**Untersuchter Text**
-*-

Was ist dabei herausgekommen?

Es war wie bei einem Tornado, es kamen so viele Leute, die Sachen vorbeigebracht haben. Da war viel Gutes dabei, manche haben aber auch ihren Sperrmüll und schmutzige und kaputte Kleidung abgegeben. Eine Frauengruppe hat zwei Waschmaschinen gekauft und vorbeigebracht, das hat viel geholfen. Nicht so schön war hingegen, dass ein Mann einen Wäschetrockner als Spende geliefert hat. Später kam dafür eine Rechnung an. Trotzdem habe ich mich bei allen bedankt. Ich kann nicht in den Kopf der Leute sehen und wollte nicht, dass aus der Sache etwas Negatives wird.

Wie lief denn die Zeit mit den ukrainischen Familien auf dem Campingplatz ab?

Morgens, mittags und abends musste etwas zu Essen da sein, ich habe sehr wenig geschlafen. Es sah hier aus wie auf einem riesigen Flohmarkt, mit vielen Ständen, an denen ich Essen und Kleidung verteilt habe. Ständig kamen neue Leute an, egal ob tagsüber oder nachts. Manchmal saß ich hier wie ein Zombie. Als ich eine Anzeige auf Facebook gestellt habe, dass ich Familien aufnehme, gab mein Telefon keine Ruhe mehr. Ich habe mich gefühlt wie Frau Merkel (lacht).

Das muss auf Dauer sehr anstrengend gewesen sein, oder?

Klar war das anstrengend. Aber ich habe durchgehalten. Kein Bock? Gab‘s nicht. Keine Zeit? Gab’s nicht. Bei mir gab es nur ‹ich muss›. Ich habe diesen Weg angefangen und musste ihn auch zu Ende gehen. 2017 habe ich den Campingplatz gekauft und musste lange für einen Kredit kämpfen, um mir das leisten zu können. Auch durch Corona war die Lage schwierig. Aber was die Menschen aus der Ukraine durchmachen müssen, ist viel schlimmer. Da musste ich einfach helfen. Manche habe ich sehr ins Herz geschlossen. Da fließen Tränen, wenn die Familien ankommen, aber auch wenn sie wieder gehen. Das war auch nicht leicht. Aber es waren alle dankbar. Zum Muttertag habe ich viele Blumen und Geschenke bekommen. Die vergessen ihre Mutti nicht (lacht).

-*-

**Aufgabenliste**
1 > Aktualisieren Sie die Passage des Interviews über den Campingplatz von „Morgens, mittags und“ bis „gewesen sein, oder?“, indem Sie „Flohmarkt“ durch „Jahrmarkt“ ersetzen.
2 > In welchem Jahr wurde laut dem Interview über den Campingplatz der Campingplatz gekauft?
3 > Prüfen Sie, ob die folgenden Aussagen mit dem Interview über den Campingplatz übereinstimmen, und belegen Sie jede Entscheidung mit dem ausschlaggebenden Wortlaut des Interviews: (a) Eine Frauengruppe brachte zwei Waschmaschinen vorbei. (b) Der Wäschetrockner wurde ohne jede Forderung verschenkt. (c) Neue Leute trafen nur tagsüber ein.

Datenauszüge
-*-

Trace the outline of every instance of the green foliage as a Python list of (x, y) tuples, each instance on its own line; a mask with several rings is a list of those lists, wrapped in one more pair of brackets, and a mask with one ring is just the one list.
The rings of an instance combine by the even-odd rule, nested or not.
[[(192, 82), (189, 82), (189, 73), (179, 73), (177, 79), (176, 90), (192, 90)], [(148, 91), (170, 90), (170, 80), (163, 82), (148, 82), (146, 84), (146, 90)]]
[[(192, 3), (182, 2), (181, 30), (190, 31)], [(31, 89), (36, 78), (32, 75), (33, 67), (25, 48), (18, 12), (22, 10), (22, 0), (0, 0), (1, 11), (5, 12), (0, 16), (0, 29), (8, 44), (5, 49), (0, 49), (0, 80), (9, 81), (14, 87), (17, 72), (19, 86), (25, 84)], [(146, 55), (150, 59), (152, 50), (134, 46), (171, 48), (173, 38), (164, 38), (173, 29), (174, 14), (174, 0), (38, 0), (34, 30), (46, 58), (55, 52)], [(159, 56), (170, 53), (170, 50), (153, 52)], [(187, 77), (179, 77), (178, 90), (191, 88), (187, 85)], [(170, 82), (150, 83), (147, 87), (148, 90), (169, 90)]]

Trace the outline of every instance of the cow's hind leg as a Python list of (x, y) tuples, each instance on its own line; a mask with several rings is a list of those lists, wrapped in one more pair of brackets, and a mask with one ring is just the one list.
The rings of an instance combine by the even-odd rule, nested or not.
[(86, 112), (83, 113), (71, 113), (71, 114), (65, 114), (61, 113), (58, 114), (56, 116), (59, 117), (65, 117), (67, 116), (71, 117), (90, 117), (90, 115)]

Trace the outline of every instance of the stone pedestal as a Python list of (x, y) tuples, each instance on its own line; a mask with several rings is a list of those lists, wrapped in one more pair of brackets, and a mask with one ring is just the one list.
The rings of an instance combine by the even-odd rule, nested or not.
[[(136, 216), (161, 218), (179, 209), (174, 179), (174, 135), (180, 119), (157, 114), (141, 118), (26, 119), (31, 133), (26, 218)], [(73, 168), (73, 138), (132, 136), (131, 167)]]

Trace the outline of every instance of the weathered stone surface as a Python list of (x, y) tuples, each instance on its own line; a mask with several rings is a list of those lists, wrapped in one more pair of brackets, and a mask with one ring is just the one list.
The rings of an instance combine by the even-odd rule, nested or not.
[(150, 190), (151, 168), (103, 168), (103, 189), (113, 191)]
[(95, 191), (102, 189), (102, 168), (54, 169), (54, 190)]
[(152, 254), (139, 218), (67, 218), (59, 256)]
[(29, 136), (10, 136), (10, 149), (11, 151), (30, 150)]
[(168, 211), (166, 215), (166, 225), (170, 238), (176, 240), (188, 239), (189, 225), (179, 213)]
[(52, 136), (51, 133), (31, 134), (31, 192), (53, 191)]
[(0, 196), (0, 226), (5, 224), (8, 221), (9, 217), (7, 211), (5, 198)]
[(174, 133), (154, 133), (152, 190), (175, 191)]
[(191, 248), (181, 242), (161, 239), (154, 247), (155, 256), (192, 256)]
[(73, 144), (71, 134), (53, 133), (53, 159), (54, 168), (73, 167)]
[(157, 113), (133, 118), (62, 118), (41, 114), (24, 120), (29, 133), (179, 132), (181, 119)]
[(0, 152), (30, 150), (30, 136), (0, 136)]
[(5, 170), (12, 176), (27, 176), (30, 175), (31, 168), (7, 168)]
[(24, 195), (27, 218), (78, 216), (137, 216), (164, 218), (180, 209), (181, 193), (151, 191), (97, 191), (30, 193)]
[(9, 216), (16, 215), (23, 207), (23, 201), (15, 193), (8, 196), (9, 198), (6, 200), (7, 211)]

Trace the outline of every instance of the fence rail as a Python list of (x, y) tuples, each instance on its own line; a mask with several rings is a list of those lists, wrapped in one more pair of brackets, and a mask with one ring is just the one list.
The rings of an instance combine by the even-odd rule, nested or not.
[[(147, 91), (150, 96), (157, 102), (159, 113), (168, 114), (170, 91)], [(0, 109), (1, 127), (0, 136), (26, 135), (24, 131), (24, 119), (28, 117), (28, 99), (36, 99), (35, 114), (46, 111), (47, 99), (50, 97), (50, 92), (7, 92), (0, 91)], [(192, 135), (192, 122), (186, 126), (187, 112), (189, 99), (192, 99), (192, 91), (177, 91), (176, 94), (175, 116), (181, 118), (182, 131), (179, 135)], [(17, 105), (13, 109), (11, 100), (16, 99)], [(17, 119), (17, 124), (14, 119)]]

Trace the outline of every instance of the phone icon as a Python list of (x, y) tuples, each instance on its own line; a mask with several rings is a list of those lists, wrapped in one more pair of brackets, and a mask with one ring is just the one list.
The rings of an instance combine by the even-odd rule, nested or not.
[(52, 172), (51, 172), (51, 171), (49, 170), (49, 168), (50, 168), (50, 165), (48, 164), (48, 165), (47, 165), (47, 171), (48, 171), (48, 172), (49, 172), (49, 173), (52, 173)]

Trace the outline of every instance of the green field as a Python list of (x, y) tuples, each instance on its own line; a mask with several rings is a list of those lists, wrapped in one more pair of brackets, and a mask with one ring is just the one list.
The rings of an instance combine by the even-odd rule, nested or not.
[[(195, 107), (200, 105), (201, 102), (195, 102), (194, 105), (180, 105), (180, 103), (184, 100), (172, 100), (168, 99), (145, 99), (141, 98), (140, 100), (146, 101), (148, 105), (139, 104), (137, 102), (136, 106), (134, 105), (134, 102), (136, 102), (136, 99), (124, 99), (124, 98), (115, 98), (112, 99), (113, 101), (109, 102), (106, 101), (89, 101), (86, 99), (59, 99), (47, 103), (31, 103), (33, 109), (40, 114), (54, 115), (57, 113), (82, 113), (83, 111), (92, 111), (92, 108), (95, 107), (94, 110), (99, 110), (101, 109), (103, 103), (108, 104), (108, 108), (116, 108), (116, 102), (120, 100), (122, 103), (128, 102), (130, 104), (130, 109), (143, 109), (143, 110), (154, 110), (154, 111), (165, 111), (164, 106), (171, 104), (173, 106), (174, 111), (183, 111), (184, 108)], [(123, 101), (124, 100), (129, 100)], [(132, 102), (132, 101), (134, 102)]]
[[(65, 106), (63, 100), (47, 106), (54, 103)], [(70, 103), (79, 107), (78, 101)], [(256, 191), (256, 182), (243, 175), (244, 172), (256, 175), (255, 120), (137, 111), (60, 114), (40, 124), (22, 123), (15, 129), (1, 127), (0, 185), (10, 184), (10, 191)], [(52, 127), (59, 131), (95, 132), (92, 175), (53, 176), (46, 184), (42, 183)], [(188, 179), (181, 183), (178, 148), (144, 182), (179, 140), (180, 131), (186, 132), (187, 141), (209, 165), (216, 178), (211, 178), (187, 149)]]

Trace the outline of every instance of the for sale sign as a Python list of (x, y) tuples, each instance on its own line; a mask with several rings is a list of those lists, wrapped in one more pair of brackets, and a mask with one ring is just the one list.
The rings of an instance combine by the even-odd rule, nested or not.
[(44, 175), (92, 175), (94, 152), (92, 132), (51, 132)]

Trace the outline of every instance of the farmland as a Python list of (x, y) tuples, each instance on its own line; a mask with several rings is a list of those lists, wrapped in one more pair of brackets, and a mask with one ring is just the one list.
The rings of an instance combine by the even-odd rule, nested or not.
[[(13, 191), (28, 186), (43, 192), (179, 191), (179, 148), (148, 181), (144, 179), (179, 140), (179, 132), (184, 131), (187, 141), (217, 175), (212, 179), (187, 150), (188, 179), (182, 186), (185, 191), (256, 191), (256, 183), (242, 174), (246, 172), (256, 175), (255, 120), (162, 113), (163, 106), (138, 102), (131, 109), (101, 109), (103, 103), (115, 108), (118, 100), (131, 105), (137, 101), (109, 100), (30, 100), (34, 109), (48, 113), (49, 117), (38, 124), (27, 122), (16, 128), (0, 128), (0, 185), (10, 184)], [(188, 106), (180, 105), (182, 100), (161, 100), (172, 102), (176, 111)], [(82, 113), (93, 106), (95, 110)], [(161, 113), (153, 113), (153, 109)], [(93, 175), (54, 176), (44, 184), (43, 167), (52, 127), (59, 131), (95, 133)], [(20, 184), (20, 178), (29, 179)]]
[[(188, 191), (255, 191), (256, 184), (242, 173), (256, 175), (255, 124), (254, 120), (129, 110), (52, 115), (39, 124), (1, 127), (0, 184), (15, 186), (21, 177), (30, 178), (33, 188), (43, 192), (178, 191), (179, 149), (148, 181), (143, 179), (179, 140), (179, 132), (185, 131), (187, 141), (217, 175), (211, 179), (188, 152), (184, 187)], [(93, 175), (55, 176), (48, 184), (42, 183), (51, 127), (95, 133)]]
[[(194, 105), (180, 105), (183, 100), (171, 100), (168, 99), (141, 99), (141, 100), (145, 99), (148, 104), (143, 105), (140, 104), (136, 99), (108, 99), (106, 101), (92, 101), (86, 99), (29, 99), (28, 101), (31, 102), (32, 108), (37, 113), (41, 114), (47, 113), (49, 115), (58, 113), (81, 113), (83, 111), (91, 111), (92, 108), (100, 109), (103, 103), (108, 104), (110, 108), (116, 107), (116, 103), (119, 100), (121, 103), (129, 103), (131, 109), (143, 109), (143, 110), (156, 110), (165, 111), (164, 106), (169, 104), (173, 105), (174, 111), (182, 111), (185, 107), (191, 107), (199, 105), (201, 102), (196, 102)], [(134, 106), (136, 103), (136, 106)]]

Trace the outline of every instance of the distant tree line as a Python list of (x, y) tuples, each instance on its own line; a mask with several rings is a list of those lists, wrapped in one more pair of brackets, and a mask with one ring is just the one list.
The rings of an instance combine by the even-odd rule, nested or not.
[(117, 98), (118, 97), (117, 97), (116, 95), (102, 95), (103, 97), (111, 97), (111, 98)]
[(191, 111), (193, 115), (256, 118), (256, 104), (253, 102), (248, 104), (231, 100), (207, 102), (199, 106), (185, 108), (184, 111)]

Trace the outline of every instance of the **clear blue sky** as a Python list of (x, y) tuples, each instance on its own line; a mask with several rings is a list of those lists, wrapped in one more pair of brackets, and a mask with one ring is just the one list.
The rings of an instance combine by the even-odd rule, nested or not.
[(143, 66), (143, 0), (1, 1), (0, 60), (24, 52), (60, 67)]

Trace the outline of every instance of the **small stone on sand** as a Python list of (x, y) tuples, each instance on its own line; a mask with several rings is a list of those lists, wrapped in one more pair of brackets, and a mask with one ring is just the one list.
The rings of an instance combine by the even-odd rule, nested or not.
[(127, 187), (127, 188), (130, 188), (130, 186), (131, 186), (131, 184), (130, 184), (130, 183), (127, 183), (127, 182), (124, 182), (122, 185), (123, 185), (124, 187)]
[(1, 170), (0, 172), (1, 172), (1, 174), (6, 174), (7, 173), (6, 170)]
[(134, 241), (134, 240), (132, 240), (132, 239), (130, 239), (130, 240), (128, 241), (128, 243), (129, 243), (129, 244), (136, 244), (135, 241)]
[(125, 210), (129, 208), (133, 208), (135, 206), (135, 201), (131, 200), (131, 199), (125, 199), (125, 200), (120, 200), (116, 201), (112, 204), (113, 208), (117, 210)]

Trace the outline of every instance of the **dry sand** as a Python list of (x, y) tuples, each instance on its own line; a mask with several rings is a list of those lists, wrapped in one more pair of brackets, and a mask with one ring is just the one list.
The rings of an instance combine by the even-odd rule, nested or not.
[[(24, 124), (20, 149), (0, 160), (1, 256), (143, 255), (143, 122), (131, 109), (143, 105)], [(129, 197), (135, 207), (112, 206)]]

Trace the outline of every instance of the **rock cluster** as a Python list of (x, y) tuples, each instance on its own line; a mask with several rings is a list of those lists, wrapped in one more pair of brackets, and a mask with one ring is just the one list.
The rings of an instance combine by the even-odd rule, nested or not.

-*-

**Übungslösungen**
1 >
Morgens, mittags und abends musste etwas zu Essen da sein, ich habe sehr wenig geschlafen. Es sah hier aus wie auf einem riesigen Jahrmarkt, mit vielen Ständen, an denen ich Essen und Kleidung verteilt habe. Ständig kamen neue Leute an, egal ob tagsüber oder nachts. Manchmal saß ich hier wie ein Zombie. Als ich eine Anzeige auf Facebook gestellt habe, dass ich Familien aufnehme, gab mein Telefon keine Ruhe mehr. Ich habe mich gefühlt wie Frau Merkel (lacht).

Das muss auf Dauer sehr anstrengend gewesen sein, oder?

2 > Im Jahr 2017.

3 >
(a) Ja: „Eine Frauengruppe hat zwei Waschmaschinen gekauft und vorbeigebracht“
(b) Nein: „Später kam dafür eine Rechnung an.“
(c) Nein: „Ständig kamen neue Leute an, egal ob tagsüber oder nachts.“